John Eynon traces the ups and downs of the UK’s journey towards BIM Level 2 and digital transformation, reflecting on the stresses, the strains and the green shoots of hope for the future

Apologies to George Orwell, but Animal Farm is a good read if you get time. The sheep choir being well trained to absorb and repeat the updated mantra. Agitprop rules. OK?!

Perhaps the UK BIM movement is in a similar place. You may have missed it but the publishing of the ISO 19650 standards with the UK guidance earlier this year is now leading to further developments in terms of morphing into further guidance and the framework for BIM in the UK.

You can check out the UK BIM Framework website here: www.ukbimframework.org and the UK BIM Alliance website here: www.ukbimalliance.org.

Gone are the days when any BIM talk was incomplete without the Wedge, and we talked of Level 2. Now we don’t need to, apparently!

GIVEN REQUEST:
Transcribe word for word the stretch of the UK BIM article from "Apologies to George" through "BIM in the UK.".

RECORDED INFORMATION:
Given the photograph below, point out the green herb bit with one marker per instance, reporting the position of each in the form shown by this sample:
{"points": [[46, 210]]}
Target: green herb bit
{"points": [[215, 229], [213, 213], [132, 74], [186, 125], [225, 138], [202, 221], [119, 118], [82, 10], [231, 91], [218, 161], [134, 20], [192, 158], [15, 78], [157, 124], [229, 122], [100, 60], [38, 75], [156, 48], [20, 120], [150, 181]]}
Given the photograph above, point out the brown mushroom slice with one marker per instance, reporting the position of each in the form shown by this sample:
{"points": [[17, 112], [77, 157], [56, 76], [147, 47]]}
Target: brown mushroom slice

* * *

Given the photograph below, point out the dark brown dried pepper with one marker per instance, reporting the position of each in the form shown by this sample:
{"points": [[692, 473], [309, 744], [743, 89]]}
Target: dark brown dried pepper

==

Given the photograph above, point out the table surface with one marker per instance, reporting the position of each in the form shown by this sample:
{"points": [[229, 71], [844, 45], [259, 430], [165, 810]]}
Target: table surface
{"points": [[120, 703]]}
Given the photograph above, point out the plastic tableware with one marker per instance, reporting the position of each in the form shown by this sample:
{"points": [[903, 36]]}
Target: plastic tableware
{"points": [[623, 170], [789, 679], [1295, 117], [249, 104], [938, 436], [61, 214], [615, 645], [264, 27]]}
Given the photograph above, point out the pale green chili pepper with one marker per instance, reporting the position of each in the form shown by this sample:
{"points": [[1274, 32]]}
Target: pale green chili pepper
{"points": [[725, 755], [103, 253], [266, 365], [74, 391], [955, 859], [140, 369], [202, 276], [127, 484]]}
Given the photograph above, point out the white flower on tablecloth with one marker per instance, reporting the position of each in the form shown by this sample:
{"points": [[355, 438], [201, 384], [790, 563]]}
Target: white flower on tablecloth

FULL OUTPUT:
Apologies to George Orwell, but Animal Farm is a good read if you get time. The sheep choir being well trained to absorb and repeat the updated mantra. Agitprop rules. OK?!

Perhaps the UK BIM movement is in a similar place. You may have missed it but the publishing of the ISO 19650 standards with the UK guidance earlier this year is now leading to further developments in terms of morphing into further guidance and the framework for BIM in the UK.